[The input]
## Begin

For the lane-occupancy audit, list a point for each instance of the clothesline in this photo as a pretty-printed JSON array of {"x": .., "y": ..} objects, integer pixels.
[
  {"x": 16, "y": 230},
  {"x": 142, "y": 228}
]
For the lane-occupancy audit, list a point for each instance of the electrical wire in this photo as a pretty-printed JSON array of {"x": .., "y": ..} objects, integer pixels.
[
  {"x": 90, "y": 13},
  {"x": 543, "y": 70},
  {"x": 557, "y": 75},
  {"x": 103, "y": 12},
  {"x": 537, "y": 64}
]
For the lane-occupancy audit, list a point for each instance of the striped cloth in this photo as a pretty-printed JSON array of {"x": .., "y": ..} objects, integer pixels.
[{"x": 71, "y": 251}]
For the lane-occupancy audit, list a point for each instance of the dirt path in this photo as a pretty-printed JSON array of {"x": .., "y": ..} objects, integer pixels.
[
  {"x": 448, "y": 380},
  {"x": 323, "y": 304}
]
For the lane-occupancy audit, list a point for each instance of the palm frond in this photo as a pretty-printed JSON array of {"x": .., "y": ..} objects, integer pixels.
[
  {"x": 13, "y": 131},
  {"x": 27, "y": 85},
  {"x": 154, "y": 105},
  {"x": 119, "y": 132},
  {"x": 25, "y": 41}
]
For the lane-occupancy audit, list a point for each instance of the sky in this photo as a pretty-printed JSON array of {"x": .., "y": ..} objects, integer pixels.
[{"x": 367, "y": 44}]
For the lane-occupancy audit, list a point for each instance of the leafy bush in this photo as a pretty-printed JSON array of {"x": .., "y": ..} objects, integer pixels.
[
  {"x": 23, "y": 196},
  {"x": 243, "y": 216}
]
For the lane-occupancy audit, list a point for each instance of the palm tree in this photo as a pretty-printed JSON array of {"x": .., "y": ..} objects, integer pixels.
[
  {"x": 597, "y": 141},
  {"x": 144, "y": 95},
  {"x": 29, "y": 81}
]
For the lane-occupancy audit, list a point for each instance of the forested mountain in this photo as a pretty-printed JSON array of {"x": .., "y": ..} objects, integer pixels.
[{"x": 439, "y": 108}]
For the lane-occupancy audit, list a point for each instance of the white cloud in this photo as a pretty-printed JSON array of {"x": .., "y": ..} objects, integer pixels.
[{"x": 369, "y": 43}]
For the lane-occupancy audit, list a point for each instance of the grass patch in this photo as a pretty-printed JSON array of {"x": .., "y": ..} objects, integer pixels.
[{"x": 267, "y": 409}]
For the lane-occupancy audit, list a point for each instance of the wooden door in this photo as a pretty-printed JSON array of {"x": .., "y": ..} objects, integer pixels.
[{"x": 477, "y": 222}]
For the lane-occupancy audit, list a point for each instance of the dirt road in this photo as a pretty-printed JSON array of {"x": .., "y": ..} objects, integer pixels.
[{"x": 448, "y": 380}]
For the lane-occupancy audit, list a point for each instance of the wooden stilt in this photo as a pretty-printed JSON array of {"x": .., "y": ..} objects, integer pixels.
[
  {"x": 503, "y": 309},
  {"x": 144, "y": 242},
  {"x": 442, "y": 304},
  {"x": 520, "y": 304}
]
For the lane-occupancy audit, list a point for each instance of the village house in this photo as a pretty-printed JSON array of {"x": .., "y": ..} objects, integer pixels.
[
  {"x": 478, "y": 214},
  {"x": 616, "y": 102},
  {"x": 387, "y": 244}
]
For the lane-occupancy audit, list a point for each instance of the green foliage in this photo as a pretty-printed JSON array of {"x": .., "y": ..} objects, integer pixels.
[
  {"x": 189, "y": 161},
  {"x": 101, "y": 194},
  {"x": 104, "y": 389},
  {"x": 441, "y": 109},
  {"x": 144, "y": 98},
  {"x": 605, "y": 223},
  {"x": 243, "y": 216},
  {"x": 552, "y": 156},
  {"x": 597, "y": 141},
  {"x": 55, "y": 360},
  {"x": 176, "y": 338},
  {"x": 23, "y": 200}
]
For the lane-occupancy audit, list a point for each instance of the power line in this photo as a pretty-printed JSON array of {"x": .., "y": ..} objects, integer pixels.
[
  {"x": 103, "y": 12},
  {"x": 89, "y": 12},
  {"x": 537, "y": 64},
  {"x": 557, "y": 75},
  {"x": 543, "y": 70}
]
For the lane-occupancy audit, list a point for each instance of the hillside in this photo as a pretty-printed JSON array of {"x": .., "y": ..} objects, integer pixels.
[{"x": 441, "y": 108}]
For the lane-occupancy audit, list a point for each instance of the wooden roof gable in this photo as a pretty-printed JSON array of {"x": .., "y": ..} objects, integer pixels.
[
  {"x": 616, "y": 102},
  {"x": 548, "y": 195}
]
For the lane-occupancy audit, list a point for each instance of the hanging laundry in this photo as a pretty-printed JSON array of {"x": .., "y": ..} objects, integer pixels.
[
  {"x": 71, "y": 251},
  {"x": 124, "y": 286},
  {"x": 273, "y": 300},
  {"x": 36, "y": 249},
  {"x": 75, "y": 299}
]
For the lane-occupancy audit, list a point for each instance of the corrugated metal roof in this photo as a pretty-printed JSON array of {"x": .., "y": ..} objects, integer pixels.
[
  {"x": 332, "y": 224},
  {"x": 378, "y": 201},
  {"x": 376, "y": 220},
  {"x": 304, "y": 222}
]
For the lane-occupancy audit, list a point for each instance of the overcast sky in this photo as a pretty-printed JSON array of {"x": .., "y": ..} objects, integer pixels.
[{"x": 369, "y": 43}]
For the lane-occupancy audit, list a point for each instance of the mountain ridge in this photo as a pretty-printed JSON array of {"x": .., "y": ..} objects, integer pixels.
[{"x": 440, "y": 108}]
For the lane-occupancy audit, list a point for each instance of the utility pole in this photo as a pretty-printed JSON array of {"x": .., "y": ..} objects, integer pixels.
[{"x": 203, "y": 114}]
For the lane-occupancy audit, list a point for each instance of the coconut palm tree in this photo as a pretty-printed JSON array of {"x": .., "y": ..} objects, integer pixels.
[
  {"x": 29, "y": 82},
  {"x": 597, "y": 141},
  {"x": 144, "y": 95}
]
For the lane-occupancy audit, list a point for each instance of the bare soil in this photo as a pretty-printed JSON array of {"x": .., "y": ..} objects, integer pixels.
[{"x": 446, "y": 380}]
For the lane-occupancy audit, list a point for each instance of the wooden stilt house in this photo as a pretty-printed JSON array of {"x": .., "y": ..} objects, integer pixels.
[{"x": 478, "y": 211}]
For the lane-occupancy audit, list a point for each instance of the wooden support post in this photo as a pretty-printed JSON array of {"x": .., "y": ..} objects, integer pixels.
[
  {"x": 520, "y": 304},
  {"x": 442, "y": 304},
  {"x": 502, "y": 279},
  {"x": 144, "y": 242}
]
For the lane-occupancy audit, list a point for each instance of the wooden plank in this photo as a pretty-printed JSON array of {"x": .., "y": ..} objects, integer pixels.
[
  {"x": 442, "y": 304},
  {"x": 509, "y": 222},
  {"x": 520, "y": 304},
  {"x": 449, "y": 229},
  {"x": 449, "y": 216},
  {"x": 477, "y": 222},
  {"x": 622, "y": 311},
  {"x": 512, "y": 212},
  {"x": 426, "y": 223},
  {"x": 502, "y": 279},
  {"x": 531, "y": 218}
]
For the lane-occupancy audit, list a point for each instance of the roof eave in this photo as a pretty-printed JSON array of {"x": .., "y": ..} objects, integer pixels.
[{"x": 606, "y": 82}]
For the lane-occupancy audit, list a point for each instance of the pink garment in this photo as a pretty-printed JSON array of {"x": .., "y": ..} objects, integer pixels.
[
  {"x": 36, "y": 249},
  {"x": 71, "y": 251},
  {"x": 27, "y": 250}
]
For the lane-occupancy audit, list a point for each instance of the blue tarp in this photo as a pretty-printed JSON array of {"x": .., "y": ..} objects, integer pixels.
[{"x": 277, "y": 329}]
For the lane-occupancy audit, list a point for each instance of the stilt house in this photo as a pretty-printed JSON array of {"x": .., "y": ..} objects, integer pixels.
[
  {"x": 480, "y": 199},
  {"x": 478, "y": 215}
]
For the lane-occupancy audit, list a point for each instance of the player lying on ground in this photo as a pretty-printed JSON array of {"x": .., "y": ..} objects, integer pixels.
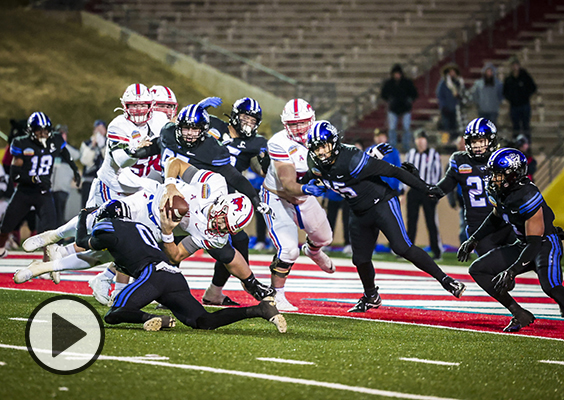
[
  {"x": 137, "y": 254},
  {"x": 516, "y": 201},
  {"x": 374, "y": 207}
]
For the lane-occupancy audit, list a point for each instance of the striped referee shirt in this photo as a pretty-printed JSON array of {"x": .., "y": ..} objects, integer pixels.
[{"x": 428, "y": 163}]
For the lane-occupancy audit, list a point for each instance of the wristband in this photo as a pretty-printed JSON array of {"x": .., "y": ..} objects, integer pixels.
[{"x": 168, "y": 238}]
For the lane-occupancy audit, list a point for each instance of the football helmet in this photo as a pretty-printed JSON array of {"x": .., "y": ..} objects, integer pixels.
[
  {"x": 36, "y": 122},
  {"x": 165, "y": 100},
  {"x": 230, "y": 214},
  {"x": 323, "y": 143},
  {"x": 135, "y": 95},
  {"x": 113, "y": 209},
  {"x": 192, "y": 117},
  {"x": 246, "y": 106},
  {"x": 297, "y": 117},
  {"x": 480, "y": 128},
  {"x": 505, "y": 168}
]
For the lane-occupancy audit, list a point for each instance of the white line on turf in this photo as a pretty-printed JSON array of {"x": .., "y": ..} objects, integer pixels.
[
  {"x": 284, "y": 379},
  {"x": 552, "y": 362},
  {"x": 429, "y": 361},
  {"x": 281, "y": 360}
]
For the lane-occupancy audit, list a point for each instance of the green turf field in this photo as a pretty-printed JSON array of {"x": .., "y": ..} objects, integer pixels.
[{"x": 356, "y": 354}]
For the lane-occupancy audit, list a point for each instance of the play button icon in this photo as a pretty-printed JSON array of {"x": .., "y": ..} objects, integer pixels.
[{"x": 65, "y": 335}]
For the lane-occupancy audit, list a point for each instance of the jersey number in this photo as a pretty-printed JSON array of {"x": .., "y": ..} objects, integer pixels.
[
  {"x": 41, "y": 166},
  {"x": 476, "y": 191},
  {"x": 147, "y": 236}
]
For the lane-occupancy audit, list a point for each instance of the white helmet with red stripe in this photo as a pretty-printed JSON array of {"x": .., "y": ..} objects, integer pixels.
[
  {"x": 298, "y": 117},
  {"x": 165, "y": 100},
  {"x": 137, "y": 103},
  {"x": 230, "y": 214}
]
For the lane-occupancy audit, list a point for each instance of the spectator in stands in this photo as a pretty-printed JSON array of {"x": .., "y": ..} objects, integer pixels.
[
  {"x": 92, "y": 152},
  {"x": 522, "y": 144},
  {"x": 487, "y": 93},
  {"x": 518, "y": 88},
  {"x": 63, "y": 178},
  {"x": 450, "y": 93},
  {"x": 393, "y": 158},
  {"x": 400, "y": 93},
  {"x": 428, "y": 162}
]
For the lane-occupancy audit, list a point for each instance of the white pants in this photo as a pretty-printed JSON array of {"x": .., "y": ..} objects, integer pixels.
[{"x": 283, "y": 228}]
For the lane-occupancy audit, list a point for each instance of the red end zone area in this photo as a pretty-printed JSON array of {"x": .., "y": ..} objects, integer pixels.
[{"x": 409, "y": 296}]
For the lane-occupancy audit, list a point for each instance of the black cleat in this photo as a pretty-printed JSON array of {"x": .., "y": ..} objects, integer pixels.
[
  {"x": 259, "y": 291},
  {"x": 225, "y": 302},
  {"x": 453, "y": 286},
  {"x": 269, "y": 312},
  {"x": 366, "y": 303},
  {"x": 522, "y": 319}
]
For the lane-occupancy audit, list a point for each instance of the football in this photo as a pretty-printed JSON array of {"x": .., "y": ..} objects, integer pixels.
[{"x": 179, "y": 208}]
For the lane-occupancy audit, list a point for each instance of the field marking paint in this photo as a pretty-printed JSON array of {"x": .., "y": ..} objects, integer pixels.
[
  {"x": 429, "y": 361},
  {"x": 281, "y": 360},
  {"x": 552, "y": 362},
  {"x": 284, "y": 379}
]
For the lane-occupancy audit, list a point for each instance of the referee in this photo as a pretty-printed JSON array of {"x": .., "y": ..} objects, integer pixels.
[{"x": 428, "y": 162}]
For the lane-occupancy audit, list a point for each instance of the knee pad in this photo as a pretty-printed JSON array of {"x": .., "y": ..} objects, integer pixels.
[{"x": 280, "y": 268}]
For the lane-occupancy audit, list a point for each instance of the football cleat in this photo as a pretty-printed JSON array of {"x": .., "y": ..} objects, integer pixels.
[
  {"x": 320, "y": 258},
  {"x": 159, "y": 322},
  {"x": 269, "y": 312},
  {"x": 41, "y": 240},
  {"x": 522, "y": 319},
  {"x": 282, "y": 303},
  {"x": 101, "y": 287},
  {"x": 366, "y": 303},
  {"x": 453, "y": 286}
]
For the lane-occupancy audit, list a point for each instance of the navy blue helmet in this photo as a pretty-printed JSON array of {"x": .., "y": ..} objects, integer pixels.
[
  {"x": 480, "y": 128},
  {"x": 506, "y": 168},
  {"x": 192, "y": 116},
  {"x": 246, "y": 106},
  {"x": 320, "y": 134},
  {"x": 113, "y": 209}
]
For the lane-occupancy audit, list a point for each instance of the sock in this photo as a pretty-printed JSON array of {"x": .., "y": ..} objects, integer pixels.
[{"x": 71, "y": 262}]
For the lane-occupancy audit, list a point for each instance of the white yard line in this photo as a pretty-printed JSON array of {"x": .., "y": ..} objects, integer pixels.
[
  {"x": 281, "y": 360},
  {"x": 284, "y": 379},
  {"x": 429, "y": 361}
]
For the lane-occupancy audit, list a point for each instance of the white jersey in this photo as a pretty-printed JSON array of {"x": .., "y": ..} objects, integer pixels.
[
  {"x": 283, "y": 149},
  {"x": 123, "y": 133}
]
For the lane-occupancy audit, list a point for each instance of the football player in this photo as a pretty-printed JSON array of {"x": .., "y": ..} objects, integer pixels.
[
  {"x": 32, "y": 168},
  {"x": 374, "y": 207},
  {"x": 136, "y": 254},
  {"x": 517, "y": 202},
  {"x": 247, "y": 148},
  {"x": 292, "y": 203},
  {"x": 468, "y": 169}
]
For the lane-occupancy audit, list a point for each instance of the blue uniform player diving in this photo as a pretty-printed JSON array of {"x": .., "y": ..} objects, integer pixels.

## End

[The request]
Transcribe, word for word, every line from the one containing "the white jersey" through the final line of the entries, and nothing else.

[Finished exercise]
For the lane-occupancy audit, list a point for each instance of the white jersey in this photo as a pretty-printed JSON array of {"x": .., "y": ..} objects, integer pixels.
[
  {"x": 283, "y": 149},
  {"x": 123, "y": 133}
]
For the lane-occupancy audit, list a point for each instance of the football player in this photo as a pretty-printed JSON array of {"x": .., "y": ..} objects, integer pixels.
[
  {"x": 32, "y": 168},
  {"x": 374, "y": 207},
  {"x": 136, "y": 254},
  {"x": 517, "y": 202},
  {"x": 247, "y": 148},
  {"x": 292, "y": 203},
  {"x": 468, "y": 169}
]
For the lane-occupancy audit, list a point for each instance of the blue uniform player diving in this photo as a pretty-printed JSON array of {"x": .., "y": ..} objects, integer pixels.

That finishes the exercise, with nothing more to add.